→ **原文書**:

************

説明

自動車の側壁構造

【課題】この発明は、レール部の前部とシートベルト装置とをコンパクトに配設し、レール部のスライドドア引き込み幅増大によって、リヤフェンダパネルに厚みのあるデザインを施したり、車室の幅を広く確保したりすることを可能にする自動車の側壁構造を提供することを目的とする。
【解決手段】車室R1において乗降口8近傍に配された2列目シート4と、該シート4後方のサイドトリム19に配されたシートベルト装置20のリトラクタ20bと、該リトラクタ20bから上方に引き出されるウェビング20aとを備えた自動車の側壁構造であって、スライドドア9を支持するレール部15がリトラクタ20b下端よりも上方において乗降口8から後方に延設され、レール部15の前部が、車内側に湾曲してウェビング20bよりも車内側まで延設されるようにした。

【発明の詳細な説明】
【技術分野】
【0001】
この発明は、車室側壁に設けられた乗降口を開閉自在に覆うスライドドアと、前記乗降口近傍のシート後方の側壁に配されたシートベルト装置とを備えた自動車の側壁構造に関する。
【背景技術】
【0002】
従来から、バンやワゴンタイプの車両において、車室側壁の乗降口を開閉自在に覆うべく、前後方向にスライド移動可能なスライドドアを備えたものが知られている。このような構成においては、車体側部の車体パネルにレール部が取付けられており、前記スライドドアは、このレール部により前後方向に移動可能に支持される(特許文献1参照)。
【0003】
また、このスライドドアは、乗降口の開放時において、後方にスライド移動されるものが多く採用されている。このような構成においては、スライドドアの開放時に、これが乗降口後方の車体パネルに干渉することがないように、乗降口を覆う位置から車外側へ変位させる必要がある一方で、スライドドアの閉時においては、これを車内側に引き込みながら乗降口を閉じる必要があるため、レール部は、その前部が車内側に湾曲するような形状をなしている。

************

→ **提供データ**:
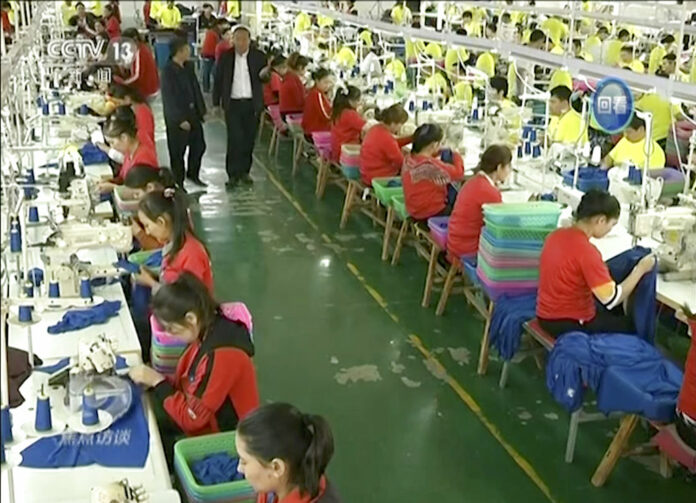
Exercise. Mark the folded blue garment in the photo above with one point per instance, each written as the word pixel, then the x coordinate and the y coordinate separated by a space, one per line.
pixel 509 315
pixel 216 469
pixel 77 319
pixel 628 374
pixel 126 443
pixel 91 154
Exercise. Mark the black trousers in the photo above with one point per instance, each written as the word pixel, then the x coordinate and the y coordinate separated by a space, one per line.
pixel 177 141
pixel 242 123
pixel 604 322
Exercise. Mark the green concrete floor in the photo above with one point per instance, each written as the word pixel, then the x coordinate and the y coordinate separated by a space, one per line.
pixel 333 326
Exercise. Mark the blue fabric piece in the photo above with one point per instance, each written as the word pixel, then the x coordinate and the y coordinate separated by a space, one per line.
pixel 61 364
pixel 509 315
pixel 77 319
pixel 627 373
pixel 91 154
pixel 643 300
pixel 216 469
pixel 125 444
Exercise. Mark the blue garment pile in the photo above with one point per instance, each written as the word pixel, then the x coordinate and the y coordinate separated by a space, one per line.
pixel 78 319
pixel 125 444
pixel 91 154
pixel 509 315
pixel 216 469
pixel 627 373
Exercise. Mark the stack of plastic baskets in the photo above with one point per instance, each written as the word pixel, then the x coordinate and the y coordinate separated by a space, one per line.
pixel 165 350
pixel 350 161
pixel 322 143
pixel 510 246
pixel 189 450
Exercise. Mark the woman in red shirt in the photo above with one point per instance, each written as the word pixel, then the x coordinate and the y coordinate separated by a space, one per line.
pixel 572 274
pixel 144 120
pixel 121 133
pixel 348 124
pixel 214 385
pixel 144 75
pixel 271 90
pixel 427 179
pixel 292 90
pixel 317 111
pixel 284 454
pixel 112 22
pixel 380 154
pixel 165 217
pixel 464 228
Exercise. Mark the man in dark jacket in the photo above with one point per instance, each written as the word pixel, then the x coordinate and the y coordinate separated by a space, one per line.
pixel 239 79
pixel 184 110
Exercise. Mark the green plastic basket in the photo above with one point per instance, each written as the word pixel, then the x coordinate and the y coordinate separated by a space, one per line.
pixel 188 450
pixel 384 193
pixel 507 274
pixel 399 204
pixel 521 233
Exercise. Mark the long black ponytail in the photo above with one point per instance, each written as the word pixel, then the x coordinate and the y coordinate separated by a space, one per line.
pixel 303 441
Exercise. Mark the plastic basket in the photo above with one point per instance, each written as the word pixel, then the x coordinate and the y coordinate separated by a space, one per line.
pixel 192 449
pixel 386 188
pixel 532 234
pixel 438 230
pixel 507 274
pixel 532 214
pixel 588 178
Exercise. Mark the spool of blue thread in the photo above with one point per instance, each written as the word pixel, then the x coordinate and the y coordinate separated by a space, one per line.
pixel 6 423
pixel 24 314
pixel 54 290
pixel 90 416
pixel 536 151
pixel 43 421
pixel 85 288
pixel 15 237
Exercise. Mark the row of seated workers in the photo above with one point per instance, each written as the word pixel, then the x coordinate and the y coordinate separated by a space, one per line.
pixel 278 445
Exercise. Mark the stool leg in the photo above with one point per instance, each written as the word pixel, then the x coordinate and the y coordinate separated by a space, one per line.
pixel 572 435
pixel 432 262
pixel 485 341
pixel 446 289
pixel 616 448
pixel 347 203
pixel 387 234
pixel 399 242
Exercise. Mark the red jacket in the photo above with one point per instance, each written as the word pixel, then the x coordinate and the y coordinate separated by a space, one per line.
pixel 215 381
pixel 464 228
pixel 292 94
pixel 425 198
pixel 380 154
pixel 144 75
pixel 209 43
pixel 317 112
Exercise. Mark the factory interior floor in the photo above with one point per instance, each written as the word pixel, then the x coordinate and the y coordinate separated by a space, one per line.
pixel 340 333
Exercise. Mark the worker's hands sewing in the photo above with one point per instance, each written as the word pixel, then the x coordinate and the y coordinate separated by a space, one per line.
pixel 142 374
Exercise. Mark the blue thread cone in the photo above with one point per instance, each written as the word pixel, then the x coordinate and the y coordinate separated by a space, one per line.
pixel 43 420
pixel 54 290
pixel 6 423
pixel 90 416
pixel 85 288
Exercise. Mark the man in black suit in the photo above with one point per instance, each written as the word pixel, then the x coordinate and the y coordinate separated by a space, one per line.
pixel 239 79
pixel 184 110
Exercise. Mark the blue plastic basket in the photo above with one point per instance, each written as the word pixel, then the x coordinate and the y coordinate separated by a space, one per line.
pixel 588 178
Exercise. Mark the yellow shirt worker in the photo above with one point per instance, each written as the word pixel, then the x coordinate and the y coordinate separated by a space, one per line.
pixel 631 148
pixel 568 125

************

→ **設問**: 自動車の側壁構造を扱う原文書の続きを、最後の文の直後から書き継いでください。 このデータは参照しなくてかまいません。

→ **解答**:
【特許文献1】特開2004−82976号公報
【発明の開示】
【発明が解決しようとする課題】
【0004】
ところで、近年、車体のリヤフェンダ(アウタ)パネル等に凹凸を形成することによって車体外表面の意匠性の向上を図っているものがある。この場合、上述したようなスライドドアを設けるためには、その開放時に、前記パネルにおいて厚みを有する凸部と干渉することがないように、スライドドアを大きく車外側に変位させる必要があり、併せてスライドドア閉時における車内側への引き込み幅を大きく確保する必要がある。このため、必然的に前記レール部の前部はより車内側に配置されることになる。
【0005】
また、近年、車体パネルに使用される鋼板の品質向上によってそれ自身の強度が向上していることに伴い、車体側壁を車幅方向に薄く形成して、その分車室の広さを確保することが行われている。
【0006】
この場合、車体側壁のトリムのラインがより車外側にシフトするため、上述したようなスライドドアを設けると、相対的にレール部の前部が車室内側に入り込んだ位置に配置されることになる。
【0007】
ところで、従来から、車両の荷室前方に位置するシート用のシートベルト装置について、これをシートバック後方近傍の車室側壁やシート内に配設したものが知られている。
【0008】
しかしながら、シートベルトを前記シート内に設けると、シートベルト装置の取付部をシート内に設けなければならなくなり、その分シートの大型化、重量化を招くことになってしまう。さらに、取付部を設けることにより、その周辺の剛性を高める必要性が生じてしまい、重量化により、走行性能や燃費性能を損ねてしまう虞がある。このような理由から、シートベルト装置を車室側壁に配設する構造が多く採用されている。
【0009】
しかしながら、シートベルト装置を車室側壁に配設すると、上述したようにレール部の前部がより車内側に配置される場合、これがシートベルト装置と干渉する虞がある。このため、リヤフェンダパネルに厚みのあるデザインを施したり、車室の広さを確保したりすることが困難となっていた。
【0010】
この発明は、レール部の前部とシートベルト装置とをコンパクトに配設し、レール部のスライドドア引き込み幅増大によって、リヤフェンダパネルに厚みのあるデザインを施したり、車室の幅を広く確保したりすることを可能にする自動車の側壁構造を提供することを目的とする。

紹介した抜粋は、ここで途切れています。